** start **

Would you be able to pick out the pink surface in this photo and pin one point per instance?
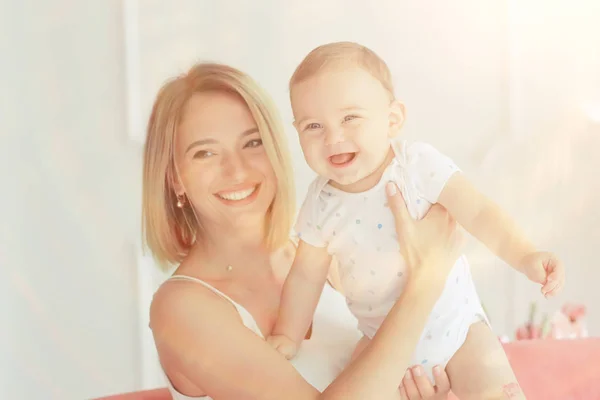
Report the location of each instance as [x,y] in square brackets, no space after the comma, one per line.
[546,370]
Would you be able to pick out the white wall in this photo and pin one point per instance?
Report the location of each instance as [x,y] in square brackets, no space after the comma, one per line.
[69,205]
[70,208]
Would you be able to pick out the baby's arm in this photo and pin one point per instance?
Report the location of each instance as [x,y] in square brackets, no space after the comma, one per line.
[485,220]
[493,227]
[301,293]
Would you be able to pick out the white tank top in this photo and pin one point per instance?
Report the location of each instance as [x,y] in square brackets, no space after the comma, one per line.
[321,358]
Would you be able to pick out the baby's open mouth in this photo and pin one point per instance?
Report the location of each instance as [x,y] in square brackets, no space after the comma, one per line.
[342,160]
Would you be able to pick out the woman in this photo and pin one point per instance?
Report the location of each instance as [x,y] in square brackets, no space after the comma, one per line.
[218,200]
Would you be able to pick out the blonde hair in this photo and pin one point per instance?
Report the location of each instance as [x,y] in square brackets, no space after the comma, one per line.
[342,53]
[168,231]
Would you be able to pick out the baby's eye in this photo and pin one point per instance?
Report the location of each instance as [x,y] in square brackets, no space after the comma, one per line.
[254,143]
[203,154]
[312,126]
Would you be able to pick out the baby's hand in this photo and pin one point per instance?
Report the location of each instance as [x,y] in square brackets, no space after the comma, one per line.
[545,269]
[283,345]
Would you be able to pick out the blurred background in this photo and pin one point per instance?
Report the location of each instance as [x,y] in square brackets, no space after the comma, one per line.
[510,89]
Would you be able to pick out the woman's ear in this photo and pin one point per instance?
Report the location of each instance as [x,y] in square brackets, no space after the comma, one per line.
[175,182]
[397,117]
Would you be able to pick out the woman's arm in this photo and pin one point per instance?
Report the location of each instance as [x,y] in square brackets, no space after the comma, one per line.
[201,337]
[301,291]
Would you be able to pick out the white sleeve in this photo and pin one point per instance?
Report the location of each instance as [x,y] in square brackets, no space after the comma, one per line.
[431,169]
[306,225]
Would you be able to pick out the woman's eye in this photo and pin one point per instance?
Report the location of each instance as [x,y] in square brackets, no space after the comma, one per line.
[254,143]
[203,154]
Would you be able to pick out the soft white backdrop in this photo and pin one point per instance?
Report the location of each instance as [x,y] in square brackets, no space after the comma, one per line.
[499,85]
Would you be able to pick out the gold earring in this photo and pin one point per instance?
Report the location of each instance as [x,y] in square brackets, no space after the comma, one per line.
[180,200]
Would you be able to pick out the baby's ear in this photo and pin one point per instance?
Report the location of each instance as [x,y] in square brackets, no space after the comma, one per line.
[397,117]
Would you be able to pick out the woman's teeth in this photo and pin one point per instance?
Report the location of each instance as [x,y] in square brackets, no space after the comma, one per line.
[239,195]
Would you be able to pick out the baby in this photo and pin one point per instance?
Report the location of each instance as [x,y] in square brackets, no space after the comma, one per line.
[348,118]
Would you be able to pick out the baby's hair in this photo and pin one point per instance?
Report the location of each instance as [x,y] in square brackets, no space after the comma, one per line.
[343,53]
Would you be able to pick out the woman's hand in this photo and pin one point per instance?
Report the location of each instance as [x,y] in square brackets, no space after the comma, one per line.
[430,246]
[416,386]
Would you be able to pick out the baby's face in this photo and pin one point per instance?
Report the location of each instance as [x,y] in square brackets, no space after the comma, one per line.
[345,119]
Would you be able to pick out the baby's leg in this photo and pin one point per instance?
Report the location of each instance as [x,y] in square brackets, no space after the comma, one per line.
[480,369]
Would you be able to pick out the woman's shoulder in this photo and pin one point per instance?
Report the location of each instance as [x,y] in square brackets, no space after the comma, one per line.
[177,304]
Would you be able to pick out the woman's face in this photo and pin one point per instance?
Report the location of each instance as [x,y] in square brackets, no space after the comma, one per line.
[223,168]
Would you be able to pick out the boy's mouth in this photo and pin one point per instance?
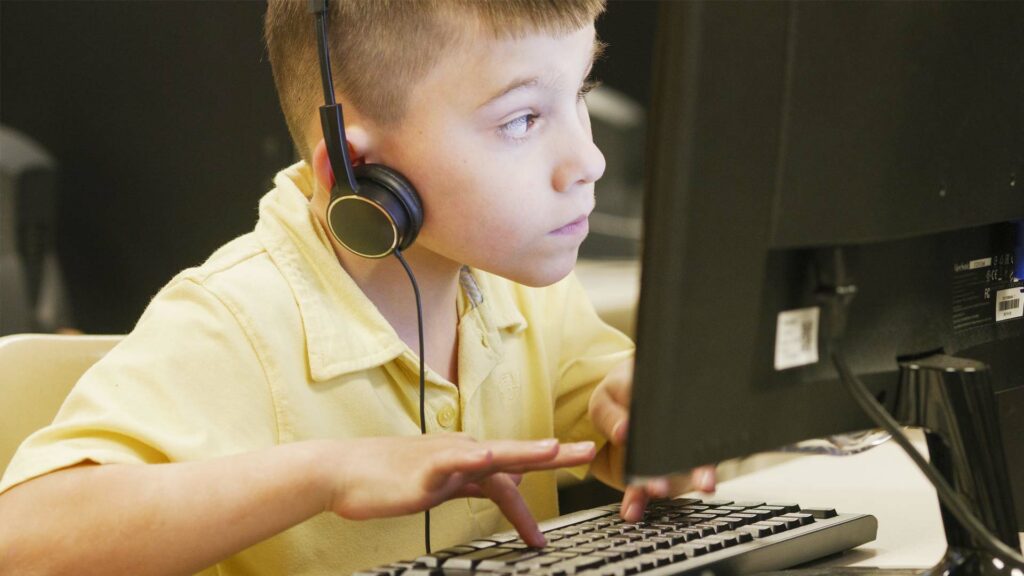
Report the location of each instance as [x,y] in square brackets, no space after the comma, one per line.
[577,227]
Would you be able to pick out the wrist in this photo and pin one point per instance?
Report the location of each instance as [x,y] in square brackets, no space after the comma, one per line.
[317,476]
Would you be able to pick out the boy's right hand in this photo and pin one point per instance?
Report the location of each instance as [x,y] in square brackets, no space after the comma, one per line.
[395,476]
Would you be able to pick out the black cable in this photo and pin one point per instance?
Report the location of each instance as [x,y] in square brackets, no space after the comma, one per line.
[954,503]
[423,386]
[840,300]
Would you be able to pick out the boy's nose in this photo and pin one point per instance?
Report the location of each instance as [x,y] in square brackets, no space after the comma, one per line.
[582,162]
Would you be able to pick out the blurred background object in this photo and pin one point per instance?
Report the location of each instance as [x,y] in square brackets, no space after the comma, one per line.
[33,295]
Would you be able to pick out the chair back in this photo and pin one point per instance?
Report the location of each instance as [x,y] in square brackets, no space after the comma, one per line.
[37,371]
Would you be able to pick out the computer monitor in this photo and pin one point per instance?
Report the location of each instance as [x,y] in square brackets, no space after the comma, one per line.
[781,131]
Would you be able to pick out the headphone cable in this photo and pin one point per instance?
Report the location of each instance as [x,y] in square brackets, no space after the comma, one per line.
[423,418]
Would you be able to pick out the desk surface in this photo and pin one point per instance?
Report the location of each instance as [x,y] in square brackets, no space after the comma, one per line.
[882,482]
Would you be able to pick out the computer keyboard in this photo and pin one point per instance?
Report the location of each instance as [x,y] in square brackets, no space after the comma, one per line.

** end **
** start **

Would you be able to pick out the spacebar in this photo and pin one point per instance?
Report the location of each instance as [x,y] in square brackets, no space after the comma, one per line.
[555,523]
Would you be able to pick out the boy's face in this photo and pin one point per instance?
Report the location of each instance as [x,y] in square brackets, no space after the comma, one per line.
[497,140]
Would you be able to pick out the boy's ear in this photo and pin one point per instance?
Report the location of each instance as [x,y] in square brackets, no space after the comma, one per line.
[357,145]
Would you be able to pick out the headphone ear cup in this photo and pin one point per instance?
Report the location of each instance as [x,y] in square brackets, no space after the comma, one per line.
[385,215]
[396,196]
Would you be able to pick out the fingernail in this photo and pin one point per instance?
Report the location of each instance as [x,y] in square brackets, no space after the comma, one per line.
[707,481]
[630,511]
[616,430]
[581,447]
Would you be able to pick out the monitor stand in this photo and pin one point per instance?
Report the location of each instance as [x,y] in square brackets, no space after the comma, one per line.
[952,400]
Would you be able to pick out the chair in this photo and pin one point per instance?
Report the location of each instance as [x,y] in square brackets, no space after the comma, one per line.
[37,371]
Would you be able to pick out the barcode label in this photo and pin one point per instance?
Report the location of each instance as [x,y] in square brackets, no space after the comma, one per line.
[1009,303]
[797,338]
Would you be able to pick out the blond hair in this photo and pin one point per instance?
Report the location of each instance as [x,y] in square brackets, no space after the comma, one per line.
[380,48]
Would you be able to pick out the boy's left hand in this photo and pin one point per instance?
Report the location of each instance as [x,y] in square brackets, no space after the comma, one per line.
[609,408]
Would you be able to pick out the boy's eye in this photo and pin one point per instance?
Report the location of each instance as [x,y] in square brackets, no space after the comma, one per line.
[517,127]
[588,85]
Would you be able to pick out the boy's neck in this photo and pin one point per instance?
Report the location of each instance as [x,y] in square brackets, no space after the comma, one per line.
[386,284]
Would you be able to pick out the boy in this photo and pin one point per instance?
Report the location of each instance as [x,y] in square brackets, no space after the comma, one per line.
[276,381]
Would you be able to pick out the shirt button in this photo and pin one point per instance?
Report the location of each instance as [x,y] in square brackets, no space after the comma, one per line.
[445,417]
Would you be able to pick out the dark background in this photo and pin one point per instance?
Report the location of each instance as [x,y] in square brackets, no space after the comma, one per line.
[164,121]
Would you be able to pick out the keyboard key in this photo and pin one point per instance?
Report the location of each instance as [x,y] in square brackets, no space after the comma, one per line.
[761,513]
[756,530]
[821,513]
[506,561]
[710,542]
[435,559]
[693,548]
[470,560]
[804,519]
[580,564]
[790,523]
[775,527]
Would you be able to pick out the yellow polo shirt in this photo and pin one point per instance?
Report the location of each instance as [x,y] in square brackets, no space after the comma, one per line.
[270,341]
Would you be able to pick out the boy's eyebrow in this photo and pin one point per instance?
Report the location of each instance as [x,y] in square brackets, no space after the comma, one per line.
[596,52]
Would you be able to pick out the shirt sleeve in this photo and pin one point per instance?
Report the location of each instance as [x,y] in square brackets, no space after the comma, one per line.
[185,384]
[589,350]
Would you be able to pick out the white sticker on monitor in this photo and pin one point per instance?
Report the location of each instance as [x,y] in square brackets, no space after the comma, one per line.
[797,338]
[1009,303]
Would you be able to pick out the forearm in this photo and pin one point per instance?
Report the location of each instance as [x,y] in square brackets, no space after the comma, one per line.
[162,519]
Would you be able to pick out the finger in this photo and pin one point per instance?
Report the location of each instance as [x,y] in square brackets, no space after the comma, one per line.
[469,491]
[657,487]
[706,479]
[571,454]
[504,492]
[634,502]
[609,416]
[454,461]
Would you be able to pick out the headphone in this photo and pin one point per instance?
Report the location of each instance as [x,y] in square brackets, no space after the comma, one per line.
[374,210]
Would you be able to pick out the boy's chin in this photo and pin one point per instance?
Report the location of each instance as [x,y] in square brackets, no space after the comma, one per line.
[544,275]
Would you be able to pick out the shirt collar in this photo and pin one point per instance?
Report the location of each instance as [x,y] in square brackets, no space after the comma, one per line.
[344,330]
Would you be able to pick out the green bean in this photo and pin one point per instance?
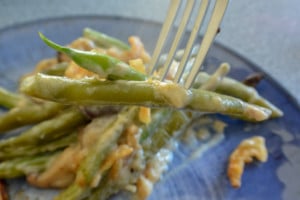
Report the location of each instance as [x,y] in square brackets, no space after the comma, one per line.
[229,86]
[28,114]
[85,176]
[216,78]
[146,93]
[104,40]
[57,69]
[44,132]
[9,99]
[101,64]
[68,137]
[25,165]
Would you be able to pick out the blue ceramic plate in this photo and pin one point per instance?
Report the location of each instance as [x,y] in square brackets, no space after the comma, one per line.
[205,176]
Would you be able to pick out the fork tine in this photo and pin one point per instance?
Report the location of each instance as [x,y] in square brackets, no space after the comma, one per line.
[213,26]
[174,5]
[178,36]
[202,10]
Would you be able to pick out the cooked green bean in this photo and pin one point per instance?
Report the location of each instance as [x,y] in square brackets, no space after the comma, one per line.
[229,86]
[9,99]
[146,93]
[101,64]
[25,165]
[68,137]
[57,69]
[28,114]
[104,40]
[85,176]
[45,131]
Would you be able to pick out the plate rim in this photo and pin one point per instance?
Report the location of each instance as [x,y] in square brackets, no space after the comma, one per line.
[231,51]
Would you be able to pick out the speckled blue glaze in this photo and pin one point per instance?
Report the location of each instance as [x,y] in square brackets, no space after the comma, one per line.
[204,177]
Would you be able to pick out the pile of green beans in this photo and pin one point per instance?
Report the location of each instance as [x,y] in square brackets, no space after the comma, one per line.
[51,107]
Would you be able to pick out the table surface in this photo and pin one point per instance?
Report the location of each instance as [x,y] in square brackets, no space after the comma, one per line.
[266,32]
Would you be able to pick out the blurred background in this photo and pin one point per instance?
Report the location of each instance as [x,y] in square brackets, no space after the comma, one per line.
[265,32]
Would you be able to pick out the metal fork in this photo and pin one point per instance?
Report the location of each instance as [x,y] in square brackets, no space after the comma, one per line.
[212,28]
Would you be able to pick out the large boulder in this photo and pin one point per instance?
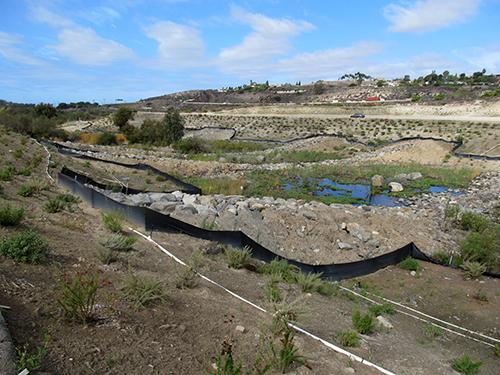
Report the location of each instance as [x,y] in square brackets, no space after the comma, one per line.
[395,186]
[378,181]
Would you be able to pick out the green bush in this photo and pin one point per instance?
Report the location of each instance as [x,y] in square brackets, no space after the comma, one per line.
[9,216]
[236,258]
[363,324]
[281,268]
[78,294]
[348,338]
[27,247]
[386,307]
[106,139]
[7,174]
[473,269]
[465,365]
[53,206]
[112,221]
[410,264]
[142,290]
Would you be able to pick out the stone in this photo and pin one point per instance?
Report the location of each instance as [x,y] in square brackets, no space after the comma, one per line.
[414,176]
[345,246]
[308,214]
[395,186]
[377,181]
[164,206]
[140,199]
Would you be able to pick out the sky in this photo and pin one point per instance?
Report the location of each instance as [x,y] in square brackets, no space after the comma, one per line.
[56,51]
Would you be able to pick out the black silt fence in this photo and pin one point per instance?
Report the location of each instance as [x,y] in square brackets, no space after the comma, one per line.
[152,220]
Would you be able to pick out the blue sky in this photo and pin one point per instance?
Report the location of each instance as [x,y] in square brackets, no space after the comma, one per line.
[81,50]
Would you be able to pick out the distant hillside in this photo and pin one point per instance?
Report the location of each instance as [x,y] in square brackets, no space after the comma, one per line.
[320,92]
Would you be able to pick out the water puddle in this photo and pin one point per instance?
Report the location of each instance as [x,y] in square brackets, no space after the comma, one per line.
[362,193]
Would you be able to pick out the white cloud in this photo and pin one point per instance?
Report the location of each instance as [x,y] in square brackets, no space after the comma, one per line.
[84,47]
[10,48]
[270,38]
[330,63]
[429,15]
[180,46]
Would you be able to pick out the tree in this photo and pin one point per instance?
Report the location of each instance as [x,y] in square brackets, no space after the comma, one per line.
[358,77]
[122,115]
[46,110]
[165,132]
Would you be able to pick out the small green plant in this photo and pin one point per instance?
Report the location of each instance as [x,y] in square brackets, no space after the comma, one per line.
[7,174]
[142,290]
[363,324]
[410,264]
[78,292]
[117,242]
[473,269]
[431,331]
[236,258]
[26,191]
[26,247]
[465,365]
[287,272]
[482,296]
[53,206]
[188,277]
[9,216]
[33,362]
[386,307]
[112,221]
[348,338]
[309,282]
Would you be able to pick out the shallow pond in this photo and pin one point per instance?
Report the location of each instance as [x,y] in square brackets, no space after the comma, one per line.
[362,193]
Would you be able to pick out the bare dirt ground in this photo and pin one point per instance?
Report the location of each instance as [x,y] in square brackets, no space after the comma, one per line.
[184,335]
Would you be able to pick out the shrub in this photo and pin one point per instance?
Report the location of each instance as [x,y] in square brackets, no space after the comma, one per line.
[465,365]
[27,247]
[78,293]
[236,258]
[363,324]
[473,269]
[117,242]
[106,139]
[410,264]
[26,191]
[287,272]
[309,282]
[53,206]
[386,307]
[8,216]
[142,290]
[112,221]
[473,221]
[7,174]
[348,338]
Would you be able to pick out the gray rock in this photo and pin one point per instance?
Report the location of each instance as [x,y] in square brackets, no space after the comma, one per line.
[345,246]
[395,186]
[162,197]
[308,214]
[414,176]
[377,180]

** end **
** start **

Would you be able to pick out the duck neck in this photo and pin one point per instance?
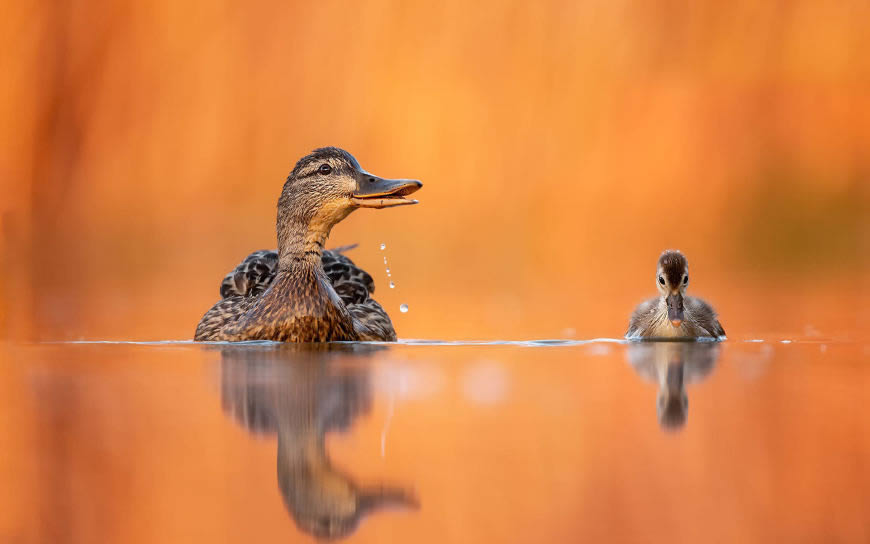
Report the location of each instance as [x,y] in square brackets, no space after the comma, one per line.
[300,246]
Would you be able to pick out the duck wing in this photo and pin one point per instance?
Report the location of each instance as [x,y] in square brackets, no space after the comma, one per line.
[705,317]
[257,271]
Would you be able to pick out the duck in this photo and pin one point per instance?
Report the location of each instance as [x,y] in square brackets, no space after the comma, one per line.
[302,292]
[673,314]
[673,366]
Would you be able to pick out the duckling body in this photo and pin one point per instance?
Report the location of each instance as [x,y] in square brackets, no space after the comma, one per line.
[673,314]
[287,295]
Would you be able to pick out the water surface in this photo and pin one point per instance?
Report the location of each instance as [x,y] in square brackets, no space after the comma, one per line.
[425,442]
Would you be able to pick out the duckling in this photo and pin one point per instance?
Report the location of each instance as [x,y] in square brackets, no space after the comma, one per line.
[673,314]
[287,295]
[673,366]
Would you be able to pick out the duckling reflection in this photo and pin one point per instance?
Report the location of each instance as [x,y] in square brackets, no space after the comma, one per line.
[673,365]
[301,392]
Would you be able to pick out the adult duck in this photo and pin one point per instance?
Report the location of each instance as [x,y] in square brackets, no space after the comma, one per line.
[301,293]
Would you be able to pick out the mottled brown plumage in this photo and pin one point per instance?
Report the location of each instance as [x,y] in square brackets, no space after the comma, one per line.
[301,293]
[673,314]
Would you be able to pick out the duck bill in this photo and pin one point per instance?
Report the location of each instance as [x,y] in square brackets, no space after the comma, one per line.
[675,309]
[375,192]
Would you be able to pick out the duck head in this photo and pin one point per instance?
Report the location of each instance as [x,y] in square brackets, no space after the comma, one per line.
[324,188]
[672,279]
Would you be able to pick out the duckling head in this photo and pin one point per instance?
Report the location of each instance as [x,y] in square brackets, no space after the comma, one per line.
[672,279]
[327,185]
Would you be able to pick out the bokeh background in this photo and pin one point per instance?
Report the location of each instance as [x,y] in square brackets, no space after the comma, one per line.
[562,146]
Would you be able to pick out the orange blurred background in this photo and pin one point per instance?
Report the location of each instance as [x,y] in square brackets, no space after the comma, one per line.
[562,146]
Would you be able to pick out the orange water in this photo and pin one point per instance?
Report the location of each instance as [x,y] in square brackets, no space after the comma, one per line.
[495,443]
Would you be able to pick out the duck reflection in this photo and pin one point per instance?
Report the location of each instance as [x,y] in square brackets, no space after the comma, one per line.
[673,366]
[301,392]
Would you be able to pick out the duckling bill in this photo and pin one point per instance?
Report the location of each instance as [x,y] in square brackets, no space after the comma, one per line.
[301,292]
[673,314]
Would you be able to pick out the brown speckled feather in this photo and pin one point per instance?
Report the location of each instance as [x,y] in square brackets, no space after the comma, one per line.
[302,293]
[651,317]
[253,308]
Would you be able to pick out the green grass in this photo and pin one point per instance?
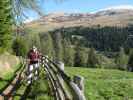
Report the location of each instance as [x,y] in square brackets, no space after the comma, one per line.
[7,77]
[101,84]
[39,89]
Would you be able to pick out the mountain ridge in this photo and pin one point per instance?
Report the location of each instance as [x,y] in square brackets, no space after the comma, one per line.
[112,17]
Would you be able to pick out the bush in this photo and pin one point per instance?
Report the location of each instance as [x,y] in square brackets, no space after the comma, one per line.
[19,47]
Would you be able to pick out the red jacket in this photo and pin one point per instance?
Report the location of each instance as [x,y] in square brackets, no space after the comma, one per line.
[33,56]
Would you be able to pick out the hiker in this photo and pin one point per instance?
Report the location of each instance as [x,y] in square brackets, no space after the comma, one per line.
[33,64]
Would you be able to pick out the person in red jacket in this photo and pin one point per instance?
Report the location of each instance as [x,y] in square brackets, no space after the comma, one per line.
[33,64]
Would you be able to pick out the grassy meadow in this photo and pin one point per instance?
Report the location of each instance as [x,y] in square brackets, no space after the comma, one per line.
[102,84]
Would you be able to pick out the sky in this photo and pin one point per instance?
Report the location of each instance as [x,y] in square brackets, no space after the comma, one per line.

** end **

=== Your instructions ===
Gather every line in the items above that contains the word "blue".

=== Solution for this problem ===
Would you be able to pick out the blue ceramic plate in this photo and pin one point per instance?
Would you be able to pick out the speckled blue glaze in this photo and pin one point per instance?
Would you be able to pick out the blue sky in this photo and pin one point per instance?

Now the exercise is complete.